- Stated task A -
Using the section on context-rich problems, explain why The Drink Problem counts as an open-ended problem even though it states a goal.
- Stated task B -
Please carry on the section on context-rich problems, starting after its final sentence.
::: Text section :::
4.2 Context-rich Problems to solve
In this investigation student groups are given the task of solving two different CRPs. They are presented here together with problem-solving considerations.
Figure 1. The Telescope Problem, one of the context rich problem used in the study.
The Telescope Problem (see Figure 1) is rather straightforward to solve when one have identified useful models or equations describing imaging and magnification in optics. The imaging is given by the lens formula, where the distance to the object, the distance to the image and the focal length for the lens are the parameters. From this the
magnification, as the ratio between the two distances mentioned, is calculated. An alternative to calculate the magnification is the ratio between image size and object size.
However, one have to negotiate with ones fellow students regarding what values should be used for the parameter. The problem is hence an open-ended problem (Potts
1994). To solve part of the problem one also have to use data calculated from the star observation mentioned in the problem.
Figure 2. The drink Problem, the second context rich problem used in this study.
Even if a goal is stated in The Drink Problem (see Figure 2), the amount of ice, preferably given in weight, this problem is also an open-ended problem since no volumes, masses, temperatures or other data are given. One also have to negotiate with the other members of the group what ‘suitable temperature’ means and hence no single correct answer exists. As a student one would also probably like to simplify the drink to a glass of water to set up a model that is relatively easy to apply.
::: Source data :::
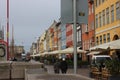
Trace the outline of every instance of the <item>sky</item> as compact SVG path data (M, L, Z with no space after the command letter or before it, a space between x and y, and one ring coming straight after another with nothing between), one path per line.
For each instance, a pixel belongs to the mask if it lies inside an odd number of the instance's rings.
M5 30L6 1L0 0L0 25ZM13 27L15 45L23 45L26 51L60 18L60 0L9 0L9 3L9 43Z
:::
- Right answer A -
No volumes, masses, temperatures or other data are given. Group members must also negotiate what "suitable temperature" means, so no single correct answer exists.

- Right answer B -
An expert can recognises this as an equilibrium problem in calorimetrics, a part of thermodynamics. Based on this knowledge a model can be made in the form of an equation, including the mass of the ice, the goal. The final equation to solve the problem states that the energy entering the ice, to raise the temperature of the ice to zero degrees Celsius, melting the ice and raising the temperature of the water from the melted ice to the final temperature, is equal to the energy removed from the drink (water) when lowering its temperature to the final temperature.
This equation states what parameters must be estimated, such as the initial temperatures of the drink and of the ice, what the final temperature should be and also
what assumptions must be made. Such an assumption can be that there is no heat exchange between the mixture and the surrounding glass or air.
For an expert it is probably a one-step equation but for a novice one can
anticipate several steps according to the time stages in the physical process. These will be the rising of the temperature of the ice as it is added to the water, the melting of the ice and finally the rising of the temperature of water from the melted ice. In parallel with this the temperature of the original water will decrease until the two temperatures meet.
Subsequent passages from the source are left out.